>> BEGIN

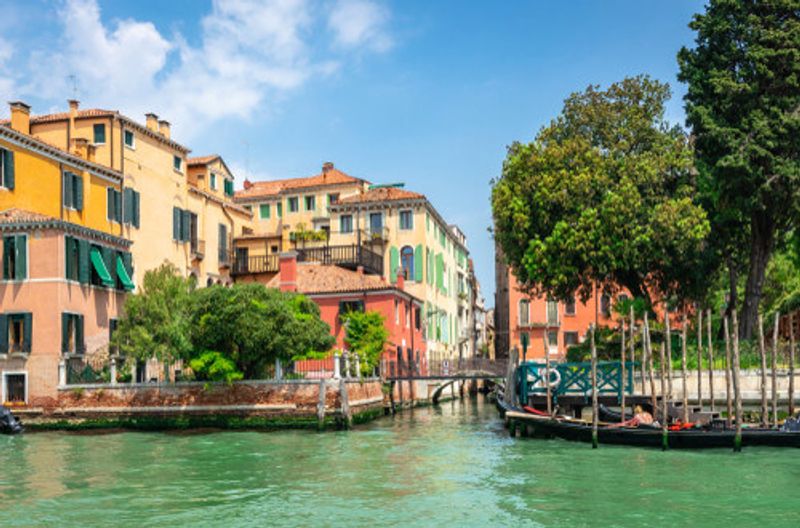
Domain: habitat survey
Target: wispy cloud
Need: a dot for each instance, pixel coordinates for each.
(251, 54)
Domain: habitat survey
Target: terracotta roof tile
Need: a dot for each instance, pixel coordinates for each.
(381, 194)
(331, 176)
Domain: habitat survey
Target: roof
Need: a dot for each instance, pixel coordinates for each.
(329, 176)
(381, 194)
(316, 278)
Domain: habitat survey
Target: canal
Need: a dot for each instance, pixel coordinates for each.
(451, 465)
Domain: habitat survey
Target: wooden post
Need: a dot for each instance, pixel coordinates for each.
(791, 364)
(650, 372)
(664, 400)
(737, 384)
(762, 352)
(547, 372)
(594, 390)
(700, 356)
(710, 360)
(728, 366)
(622, 371)
(775, 336)
(685, 373)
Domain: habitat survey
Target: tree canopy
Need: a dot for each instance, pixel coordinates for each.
(604, 195)
(743, 104)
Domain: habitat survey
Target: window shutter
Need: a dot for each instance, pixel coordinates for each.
(84, 272)
(21, 267)
(67, 183)
(186, 221)
(8, 166)
(418, 263)
(78, 193)
(27, 323)
(64, 332)
(135, 209)
(394, 257)
(176, 223)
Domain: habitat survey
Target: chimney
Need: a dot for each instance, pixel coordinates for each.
(288, 271)
(80, 147)
(163, 128)
(151, 121)
(20, 117)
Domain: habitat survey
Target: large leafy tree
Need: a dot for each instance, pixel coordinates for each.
(253, 325)
(743, 104)
(604, 196)
(155, 320)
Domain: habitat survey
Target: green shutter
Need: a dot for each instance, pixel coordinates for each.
(394, 258)
(27, 331)
(418, 263)
(8, 168)
(84, 272)
(176, 224)
(78, 193)
(21, 265)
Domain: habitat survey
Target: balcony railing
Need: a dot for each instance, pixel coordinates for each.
(349, 256)
(256, 264)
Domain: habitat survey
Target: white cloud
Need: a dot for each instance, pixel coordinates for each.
(251, 54)
(360, 23)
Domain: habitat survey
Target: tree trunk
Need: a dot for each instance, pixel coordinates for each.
(762, 234)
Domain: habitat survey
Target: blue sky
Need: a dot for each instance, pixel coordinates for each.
(428, 93)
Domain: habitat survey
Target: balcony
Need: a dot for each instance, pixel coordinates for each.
(348, 256)
(257, 264)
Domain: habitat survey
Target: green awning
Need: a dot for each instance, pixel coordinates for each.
(100, 267)
(122, 275)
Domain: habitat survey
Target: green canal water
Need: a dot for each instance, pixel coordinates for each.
(448, 466)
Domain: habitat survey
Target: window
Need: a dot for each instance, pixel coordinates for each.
(570, 339)
(15, 332)
(552, 313)
(99, 134)
(6, 168)
(15, 257)
(524, 312)
(113, 205)
(72, 191)
(407, 262)
(72, 334)
(346, 224)
(345, 307)
(406, 220)
(569, 306)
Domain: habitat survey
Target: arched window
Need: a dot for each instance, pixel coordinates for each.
(524, 312)
(407, 262)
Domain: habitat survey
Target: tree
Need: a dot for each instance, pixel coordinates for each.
(366, 335)
(743, 104)
(253, 325)
(155, 321)
(604, 195)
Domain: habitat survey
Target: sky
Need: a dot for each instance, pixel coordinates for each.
(425, 93)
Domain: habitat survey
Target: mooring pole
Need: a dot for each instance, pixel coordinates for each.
(664, 400)
(737, 385)
(775, 336)
(728, 370)
(594, 389)
(685, 373)
(762, 352)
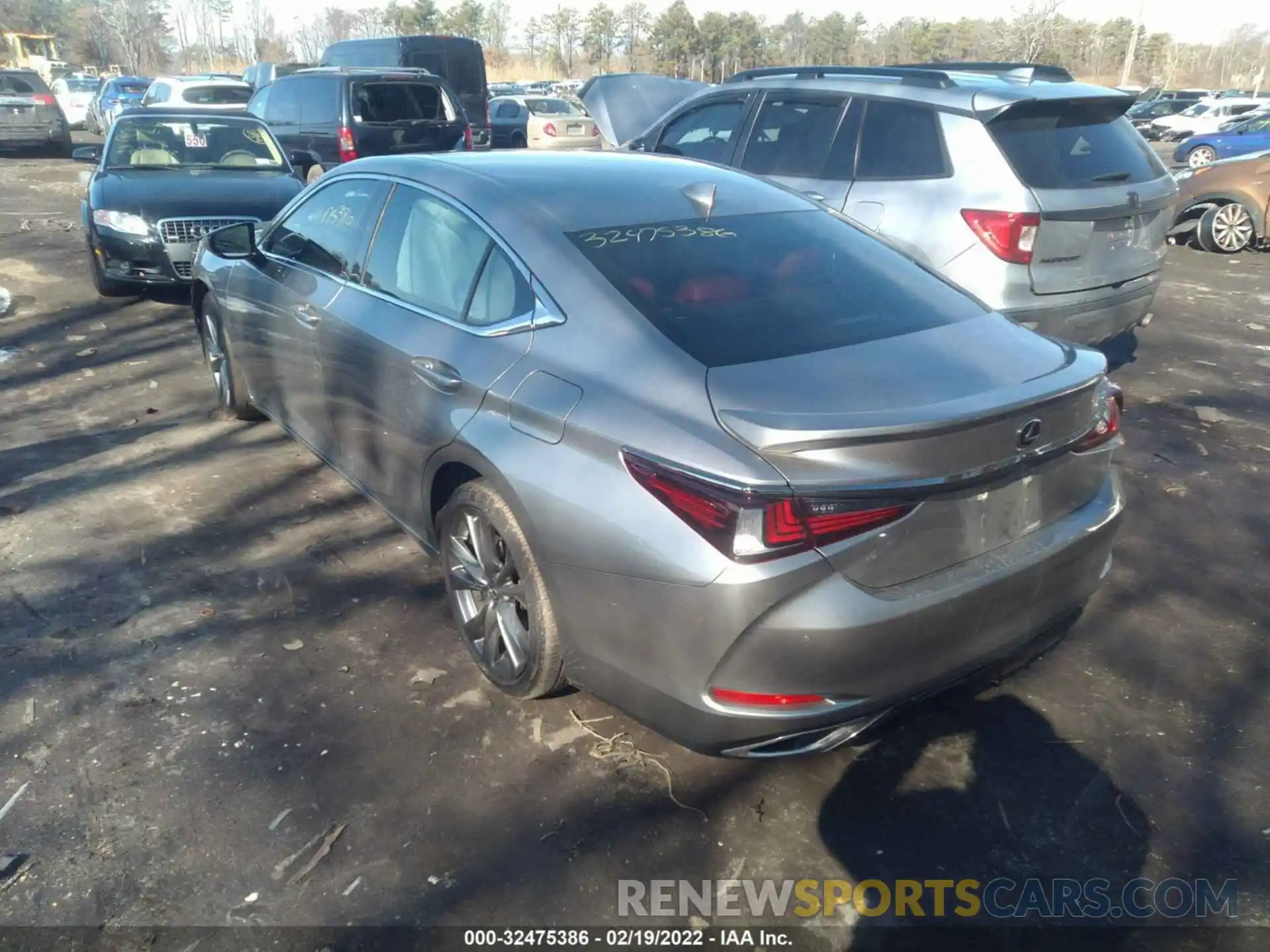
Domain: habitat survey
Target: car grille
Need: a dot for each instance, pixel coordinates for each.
(189, 231)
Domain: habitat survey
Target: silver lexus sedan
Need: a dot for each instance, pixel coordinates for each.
(680, 437)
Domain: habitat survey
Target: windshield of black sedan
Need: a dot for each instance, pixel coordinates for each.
(759, 287)
(192, 143)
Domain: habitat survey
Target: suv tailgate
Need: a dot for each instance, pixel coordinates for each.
(396, 114)
(1105, 197)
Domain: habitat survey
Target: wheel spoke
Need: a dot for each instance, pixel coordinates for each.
(513, 635)
(480, 535)
(468, 563)
(492, 635)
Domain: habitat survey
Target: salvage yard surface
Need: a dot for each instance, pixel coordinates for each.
(235, 695)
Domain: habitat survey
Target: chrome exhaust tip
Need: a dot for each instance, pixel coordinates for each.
(820, 740)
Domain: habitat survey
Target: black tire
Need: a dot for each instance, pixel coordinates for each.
(232, 397)
(107, 287)
(542, 670)
(1226, 229)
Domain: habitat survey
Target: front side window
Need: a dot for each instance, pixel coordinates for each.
(328, 230)
(759, 287)
(706, 132)
(432, 255)
(792, 138)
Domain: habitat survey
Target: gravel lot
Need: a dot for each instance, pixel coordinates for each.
(212, 651)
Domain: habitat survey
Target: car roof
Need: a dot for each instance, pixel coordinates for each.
(202, 81)
(529, 187)
(962, 91)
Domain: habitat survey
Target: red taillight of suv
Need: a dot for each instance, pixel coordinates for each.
(347, 147)
(1107, 428)
(1009, 235)
(752, 528)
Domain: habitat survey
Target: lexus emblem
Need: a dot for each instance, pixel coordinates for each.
(1029, 433)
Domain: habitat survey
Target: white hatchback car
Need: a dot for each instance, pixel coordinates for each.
(198, 93)
(1205, 117)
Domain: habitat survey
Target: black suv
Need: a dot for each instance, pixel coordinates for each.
(30, 114)
(339, 114)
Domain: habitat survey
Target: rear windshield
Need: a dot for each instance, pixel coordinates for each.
(553, 107)
(759, 287)
(24, 83)
(1074, 145)
(398, 102)
(218, 95)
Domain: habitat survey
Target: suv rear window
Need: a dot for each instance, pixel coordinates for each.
(397, 100)
(759, 287)
(218, 95)
(22, 83)
(1074, 145)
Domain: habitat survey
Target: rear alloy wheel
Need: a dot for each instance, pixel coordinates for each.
(1201, 157)
(1226, 229)
(497, 593)
(230, 390)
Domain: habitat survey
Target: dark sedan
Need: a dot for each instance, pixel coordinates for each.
(164, 179)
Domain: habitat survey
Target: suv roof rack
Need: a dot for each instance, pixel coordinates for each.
(933, 75)
(418, 70)
(1025, 71)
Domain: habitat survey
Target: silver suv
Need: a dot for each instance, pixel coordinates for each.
(1027, 188)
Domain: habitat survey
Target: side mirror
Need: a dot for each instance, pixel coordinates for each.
(234, 241)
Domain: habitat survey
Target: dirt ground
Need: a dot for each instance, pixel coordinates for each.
(212, 651)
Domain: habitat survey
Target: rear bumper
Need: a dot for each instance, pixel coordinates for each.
(1090, 321)
(44, 135)
(656, 653)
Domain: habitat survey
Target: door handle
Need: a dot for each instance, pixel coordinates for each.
(437, 375)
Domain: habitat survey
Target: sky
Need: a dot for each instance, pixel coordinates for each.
(1199, 23)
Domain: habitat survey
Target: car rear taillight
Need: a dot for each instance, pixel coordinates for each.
(752, 528)
(748, 698)
(1009, 235)
(347, 147)
(1108, 427)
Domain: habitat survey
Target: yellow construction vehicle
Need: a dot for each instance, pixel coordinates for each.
(31, 51)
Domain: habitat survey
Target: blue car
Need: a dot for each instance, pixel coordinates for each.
(1250, 136)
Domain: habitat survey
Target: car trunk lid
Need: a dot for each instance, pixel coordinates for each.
(1105, 198)
(934, 418)
(403, 114)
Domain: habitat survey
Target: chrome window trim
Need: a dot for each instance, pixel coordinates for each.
(546, 313)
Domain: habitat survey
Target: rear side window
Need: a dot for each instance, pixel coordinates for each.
(901, 141)
(1074, 145)
(792, 138)
(23, 85)
(397, 102)
(216, 95)
(759, 287)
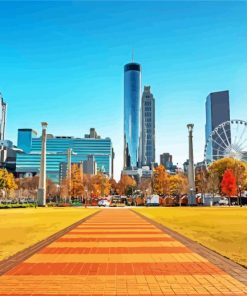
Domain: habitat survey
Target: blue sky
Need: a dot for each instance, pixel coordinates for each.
(62, 62)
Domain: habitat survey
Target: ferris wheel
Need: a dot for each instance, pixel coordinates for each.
(229, 139)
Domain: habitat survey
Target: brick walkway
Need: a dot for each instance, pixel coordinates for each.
(117, 252)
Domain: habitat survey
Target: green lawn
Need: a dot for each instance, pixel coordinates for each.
(21, 228)
(221, 229)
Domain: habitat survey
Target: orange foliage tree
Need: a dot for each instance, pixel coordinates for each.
(125, 183)
(160, 181)
(228, 184)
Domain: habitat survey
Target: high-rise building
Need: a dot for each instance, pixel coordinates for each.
(166, 160)
(132, 98)
(147, 128)
(3, 109)
(217, 112)
(28, 161)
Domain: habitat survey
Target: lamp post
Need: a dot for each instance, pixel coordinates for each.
(41, 194)
(191, 174)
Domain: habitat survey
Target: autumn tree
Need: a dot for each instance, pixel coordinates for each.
(28, 187)
(228, 184)
(7, 182)
(213, 182)
(160, 181)
(201, 180)
(126, 185)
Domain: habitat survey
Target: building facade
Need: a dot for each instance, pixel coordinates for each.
(28, 161)
(132, 98)
(147, 128)
(3, 110)
(217, 111)
(166, 160)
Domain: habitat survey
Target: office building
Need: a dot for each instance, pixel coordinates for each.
(92, 134)
(8, 156)
(28, 161)
(3, 110)
(166, 160)
(132, 97)
(147, 128)
(217, 112)
(90, 166)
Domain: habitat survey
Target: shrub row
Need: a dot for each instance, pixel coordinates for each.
(17, 205)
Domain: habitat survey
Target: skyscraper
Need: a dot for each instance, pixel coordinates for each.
(28, 161)
(147, 127)
(3, 108)
(132, 98)
(217, 112)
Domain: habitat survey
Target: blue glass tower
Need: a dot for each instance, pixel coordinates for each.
(132, 99)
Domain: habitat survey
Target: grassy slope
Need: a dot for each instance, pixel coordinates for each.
(21, 228)
(221, 229)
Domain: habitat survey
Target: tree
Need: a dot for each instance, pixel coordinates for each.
(228, 184)
(101, 185)
(7, 182)
(160, 181)
(126, 185)
(201, 180)
(218, 168)
(145, 186)
(113, 185)
(178, 184)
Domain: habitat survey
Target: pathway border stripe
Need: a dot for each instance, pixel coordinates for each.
(232, 268)
(12, 261)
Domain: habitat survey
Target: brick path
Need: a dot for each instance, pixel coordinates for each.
(117, 252)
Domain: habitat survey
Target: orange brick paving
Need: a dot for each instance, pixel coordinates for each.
(117, 252)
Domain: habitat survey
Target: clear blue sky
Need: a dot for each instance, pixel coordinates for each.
(62, 62)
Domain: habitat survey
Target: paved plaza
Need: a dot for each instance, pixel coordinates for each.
(117, 252)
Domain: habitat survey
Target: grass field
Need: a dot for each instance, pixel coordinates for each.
(221, 229)
(21, 228)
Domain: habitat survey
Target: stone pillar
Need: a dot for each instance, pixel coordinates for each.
(41, 194)
(191, 174)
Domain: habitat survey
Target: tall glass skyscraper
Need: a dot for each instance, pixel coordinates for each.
(217, 111)
(28, 162)
(147, 127)
(132, 98)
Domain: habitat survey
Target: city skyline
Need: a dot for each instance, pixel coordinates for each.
(186, 50)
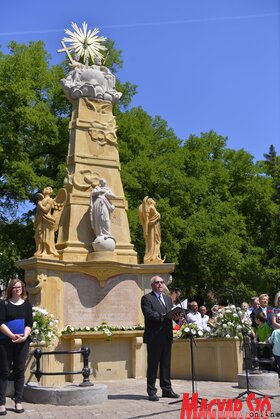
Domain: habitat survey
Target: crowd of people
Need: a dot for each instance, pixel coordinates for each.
(264, 319)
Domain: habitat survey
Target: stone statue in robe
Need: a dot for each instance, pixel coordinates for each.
(46, 221)
(101, 209)
(150, 219)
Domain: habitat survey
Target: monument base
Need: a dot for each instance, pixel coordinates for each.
(263, 380)
(69, 395)
(103, 256)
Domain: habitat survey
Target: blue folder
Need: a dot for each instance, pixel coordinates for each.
(15, 326)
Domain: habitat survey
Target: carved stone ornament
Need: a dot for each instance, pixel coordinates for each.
(84, 80)
(34, 282)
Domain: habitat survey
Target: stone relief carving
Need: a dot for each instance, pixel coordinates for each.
(34, 282)
(149, 218)
(95, 81)
(46, 221)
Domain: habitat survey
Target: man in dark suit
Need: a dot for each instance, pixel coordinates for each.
(158, 336)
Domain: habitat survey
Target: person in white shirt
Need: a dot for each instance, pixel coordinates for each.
(194, 316)
(204, 317)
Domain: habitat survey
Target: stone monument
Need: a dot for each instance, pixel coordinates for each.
(91, 274)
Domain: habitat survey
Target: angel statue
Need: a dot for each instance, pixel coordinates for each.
(46, 221)
(149, 218)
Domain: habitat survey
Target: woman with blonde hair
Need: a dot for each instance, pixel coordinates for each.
(15, 328)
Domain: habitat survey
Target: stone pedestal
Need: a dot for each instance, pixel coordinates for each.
(92, 154)
(88, 293)
(90, 282)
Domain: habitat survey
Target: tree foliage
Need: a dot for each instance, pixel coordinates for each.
(219, 209)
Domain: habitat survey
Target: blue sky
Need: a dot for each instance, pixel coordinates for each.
(199, 64)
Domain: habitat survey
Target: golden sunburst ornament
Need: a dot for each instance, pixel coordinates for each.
(85, 43)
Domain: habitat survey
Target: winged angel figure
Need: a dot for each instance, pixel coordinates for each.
(46, 222)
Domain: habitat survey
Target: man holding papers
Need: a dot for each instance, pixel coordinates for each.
(158, 336)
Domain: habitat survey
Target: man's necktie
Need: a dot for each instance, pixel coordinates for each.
(161, 300)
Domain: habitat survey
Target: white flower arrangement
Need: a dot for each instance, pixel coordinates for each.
(103, 327)
(229, 323)
(191, 329)
(45, 327)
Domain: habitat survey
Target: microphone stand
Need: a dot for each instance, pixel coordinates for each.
(192, 342)
(245, 358)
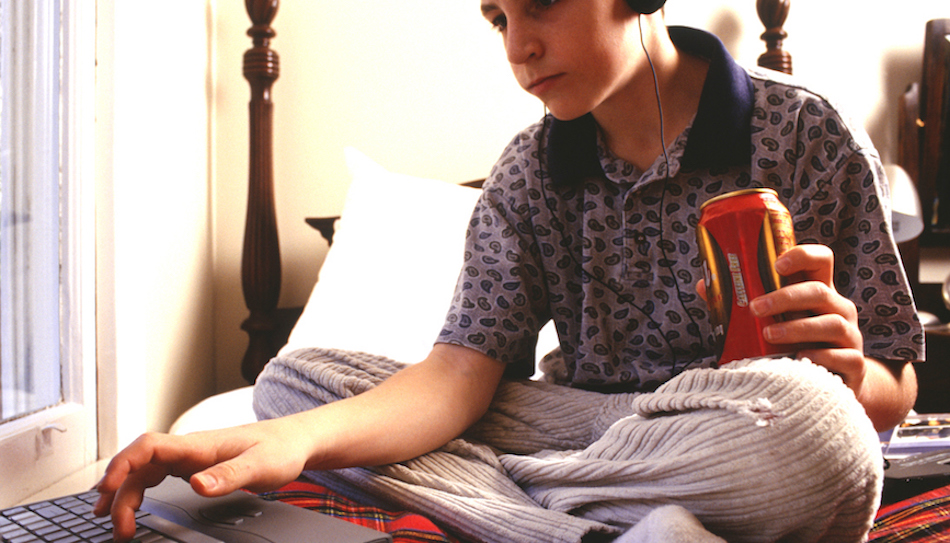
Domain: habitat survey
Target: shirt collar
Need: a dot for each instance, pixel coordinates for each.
(719, 137)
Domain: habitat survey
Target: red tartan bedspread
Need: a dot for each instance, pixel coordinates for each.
(922, 518)
(403, 526)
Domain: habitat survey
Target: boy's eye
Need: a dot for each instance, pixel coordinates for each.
(499, 23)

>> END

Problem details → Pick out every line above that contains the string "stone", matching case exactly.

Expected output →
Target: stone pillar
Target: stone statue in robe
Target: carved stone ornament
Target: stone relief carving
Target: stone monument
Target: stone pedestal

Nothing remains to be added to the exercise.